**DATA EXCERPTS:**
:::::
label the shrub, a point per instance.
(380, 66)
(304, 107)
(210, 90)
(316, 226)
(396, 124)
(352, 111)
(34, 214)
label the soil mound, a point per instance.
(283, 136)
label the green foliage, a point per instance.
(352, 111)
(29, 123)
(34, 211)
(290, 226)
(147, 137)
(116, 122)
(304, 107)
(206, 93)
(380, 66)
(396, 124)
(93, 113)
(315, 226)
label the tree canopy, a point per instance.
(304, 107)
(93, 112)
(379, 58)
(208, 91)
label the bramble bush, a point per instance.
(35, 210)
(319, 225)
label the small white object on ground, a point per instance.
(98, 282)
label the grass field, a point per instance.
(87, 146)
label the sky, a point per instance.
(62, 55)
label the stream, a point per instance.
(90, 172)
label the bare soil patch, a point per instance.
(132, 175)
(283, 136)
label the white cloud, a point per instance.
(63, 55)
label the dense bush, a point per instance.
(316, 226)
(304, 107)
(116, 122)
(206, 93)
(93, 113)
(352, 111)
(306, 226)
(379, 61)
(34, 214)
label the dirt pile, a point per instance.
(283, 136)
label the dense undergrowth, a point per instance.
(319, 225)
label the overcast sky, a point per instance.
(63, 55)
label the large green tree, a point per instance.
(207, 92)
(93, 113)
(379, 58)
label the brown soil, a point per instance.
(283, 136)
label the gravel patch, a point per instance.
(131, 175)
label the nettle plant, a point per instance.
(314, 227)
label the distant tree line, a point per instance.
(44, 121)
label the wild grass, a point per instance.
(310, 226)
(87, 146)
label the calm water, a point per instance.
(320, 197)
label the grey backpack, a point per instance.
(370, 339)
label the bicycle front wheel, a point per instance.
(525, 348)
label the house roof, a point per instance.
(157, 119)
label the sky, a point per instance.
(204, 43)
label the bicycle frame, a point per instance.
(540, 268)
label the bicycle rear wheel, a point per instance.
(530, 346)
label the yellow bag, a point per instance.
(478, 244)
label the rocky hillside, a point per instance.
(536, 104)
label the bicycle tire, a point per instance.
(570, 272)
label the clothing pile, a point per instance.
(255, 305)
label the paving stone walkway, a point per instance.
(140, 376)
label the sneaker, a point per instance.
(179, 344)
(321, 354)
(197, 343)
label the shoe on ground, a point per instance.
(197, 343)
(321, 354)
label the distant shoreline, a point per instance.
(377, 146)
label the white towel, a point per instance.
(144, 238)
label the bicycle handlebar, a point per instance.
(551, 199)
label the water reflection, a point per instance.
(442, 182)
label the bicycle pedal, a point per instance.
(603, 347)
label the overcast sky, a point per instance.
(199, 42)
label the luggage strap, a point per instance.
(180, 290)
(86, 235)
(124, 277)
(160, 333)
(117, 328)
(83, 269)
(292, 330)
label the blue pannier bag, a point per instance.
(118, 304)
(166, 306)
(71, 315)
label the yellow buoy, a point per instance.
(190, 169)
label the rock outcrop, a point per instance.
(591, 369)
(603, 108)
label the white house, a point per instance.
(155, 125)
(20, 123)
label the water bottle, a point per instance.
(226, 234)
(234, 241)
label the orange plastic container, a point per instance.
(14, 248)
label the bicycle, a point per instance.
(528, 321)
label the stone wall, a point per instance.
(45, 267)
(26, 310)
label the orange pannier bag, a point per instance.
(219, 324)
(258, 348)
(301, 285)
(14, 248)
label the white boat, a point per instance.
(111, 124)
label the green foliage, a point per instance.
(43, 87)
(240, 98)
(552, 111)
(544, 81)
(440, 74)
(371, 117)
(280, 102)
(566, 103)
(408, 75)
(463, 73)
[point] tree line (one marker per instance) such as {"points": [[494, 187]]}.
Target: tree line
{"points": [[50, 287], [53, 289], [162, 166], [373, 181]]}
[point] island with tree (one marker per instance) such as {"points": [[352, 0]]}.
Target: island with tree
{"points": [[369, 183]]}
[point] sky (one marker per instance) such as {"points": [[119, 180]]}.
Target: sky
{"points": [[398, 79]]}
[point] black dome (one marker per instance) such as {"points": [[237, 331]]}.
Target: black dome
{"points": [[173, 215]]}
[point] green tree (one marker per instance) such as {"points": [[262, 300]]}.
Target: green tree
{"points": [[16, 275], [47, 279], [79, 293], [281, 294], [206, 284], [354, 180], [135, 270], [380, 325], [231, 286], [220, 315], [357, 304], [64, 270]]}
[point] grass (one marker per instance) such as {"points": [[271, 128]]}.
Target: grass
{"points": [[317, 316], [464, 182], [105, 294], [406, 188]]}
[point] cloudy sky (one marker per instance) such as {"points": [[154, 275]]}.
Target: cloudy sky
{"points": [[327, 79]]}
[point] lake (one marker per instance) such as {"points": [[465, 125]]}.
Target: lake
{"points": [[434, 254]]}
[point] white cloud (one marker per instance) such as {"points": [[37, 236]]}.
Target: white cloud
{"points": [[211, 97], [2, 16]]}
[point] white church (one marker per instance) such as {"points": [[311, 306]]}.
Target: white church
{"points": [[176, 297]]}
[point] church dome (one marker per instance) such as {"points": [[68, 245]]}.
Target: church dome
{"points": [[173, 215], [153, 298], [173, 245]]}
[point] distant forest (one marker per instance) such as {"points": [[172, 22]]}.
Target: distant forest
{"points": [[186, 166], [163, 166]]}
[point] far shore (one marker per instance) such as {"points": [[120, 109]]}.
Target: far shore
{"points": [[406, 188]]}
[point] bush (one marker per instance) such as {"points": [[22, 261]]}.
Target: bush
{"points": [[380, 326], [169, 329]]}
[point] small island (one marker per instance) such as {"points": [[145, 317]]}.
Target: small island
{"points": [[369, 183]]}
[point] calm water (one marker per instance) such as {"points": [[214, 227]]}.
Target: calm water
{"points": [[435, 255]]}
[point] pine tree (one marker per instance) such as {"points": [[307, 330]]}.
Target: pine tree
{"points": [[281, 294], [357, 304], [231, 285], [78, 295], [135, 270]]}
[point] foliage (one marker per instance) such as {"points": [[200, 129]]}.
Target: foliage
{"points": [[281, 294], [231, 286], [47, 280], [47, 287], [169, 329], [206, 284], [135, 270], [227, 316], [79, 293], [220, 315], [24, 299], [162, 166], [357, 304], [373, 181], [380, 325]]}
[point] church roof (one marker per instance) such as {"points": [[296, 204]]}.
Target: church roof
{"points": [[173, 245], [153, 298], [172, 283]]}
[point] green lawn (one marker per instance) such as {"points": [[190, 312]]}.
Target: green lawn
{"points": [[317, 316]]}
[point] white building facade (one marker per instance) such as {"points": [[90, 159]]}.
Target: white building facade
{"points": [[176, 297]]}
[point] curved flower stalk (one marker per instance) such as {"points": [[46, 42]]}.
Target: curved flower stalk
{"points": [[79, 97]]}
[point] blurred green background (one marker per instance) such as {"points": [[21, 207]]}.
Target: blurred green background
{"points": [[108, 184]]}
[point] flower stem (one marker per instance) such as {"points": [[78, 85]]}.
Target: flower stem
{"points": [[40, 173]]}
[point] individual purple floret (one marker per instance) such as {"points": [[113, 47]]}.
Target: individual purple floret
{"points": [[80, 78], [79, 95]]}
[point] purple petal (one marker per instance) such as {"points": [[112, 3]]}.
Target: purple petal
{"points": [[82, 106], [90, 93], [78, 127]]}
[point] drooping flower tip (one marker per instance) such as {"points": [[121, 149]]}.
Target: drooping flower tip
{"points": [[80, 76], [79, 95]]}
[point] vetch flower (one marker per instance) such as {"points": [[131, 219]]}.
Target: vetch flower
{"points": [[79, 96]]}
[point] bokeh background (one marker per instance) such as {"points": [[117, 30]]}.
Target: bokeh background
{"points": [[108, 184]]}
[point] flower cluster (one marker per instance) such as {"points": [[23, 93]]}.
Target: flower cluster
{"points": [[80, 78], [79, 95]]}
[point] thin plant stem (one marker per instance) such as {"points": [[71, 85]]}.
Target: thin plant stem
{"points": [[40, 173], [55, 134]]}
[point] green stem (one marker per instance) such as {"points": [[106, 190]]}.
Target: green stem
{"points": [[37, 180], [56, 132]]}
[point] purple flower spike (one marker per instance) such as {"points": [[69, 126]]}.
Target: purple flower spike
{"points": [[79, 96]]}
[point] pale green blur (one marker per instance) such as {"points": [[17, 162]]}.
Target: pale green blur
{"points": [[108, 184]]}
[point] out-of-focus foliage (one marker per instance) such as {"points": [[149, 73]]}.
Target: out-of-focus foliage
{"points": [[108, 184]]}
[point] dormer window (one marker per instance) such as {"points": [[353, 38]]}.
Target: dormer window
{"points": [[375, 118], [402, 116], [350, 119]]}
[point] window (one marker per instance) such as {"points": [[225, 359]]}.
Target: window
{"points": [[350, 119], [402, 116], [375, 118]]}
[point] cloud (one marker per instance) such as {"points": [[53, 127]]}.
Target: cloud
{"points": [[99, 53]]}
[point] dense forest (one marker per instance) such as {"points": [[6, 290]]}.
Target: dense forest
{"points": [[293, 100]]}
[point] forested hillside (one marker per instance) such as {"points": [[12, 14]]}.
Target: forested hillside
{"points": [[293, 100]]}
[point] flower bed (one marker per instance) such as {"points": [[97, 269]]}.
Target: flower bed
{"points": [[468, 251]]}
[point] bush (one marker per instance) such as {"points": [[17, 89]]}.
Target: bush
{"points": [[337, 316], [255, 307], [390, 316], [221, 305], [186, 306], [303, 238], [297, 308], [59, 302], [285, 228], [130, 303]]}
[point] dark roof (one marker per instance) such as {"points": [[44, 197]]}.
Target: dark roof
:::::
**REQUIRED TASK:** Every line from the one containing "[point] window (one" through the last line must be copied exactly; leave out the rest.

**SOLUTION BELOW:**
[point] window (one marker per instance) such as {"points": [[225, 359]]}.
Target: window
{"points": [[350, 119], [402, 116], [375, 118]]}
[point] cloud (one marker per instance) such as {"points": [[53, 127]]}.
Target: cloud
{"points": [[99, 53]]}
[point] dense forest (one marker per instance) such as {"points": [[6, 290]]}.
Target: dense forest
{"points": [[293, 100]]}
[point] forested hillside (one marker per instance) such as {"points": [[12, 14]]}.
Target: forested hillside
{"points": [[293, 100]]}
[point] flower bed (one marker per instance) such as {"points": [[97, 269]]}.
Target: flower bed
{"points": [[468, 251]]}
[point] bush (one marker per instance) such as {"points": [[17, 89]]}.
Target: bush
{"points": [[337, 316], [255, 307], [390, 316], [221, 305], [186, 306], [303, 238], [297, 308], [59, 302], [285, 228], [130, 303]]}
[point] dark roof (one marker per instance) such as {"points": [[44, 197]]}.
Target: dark roof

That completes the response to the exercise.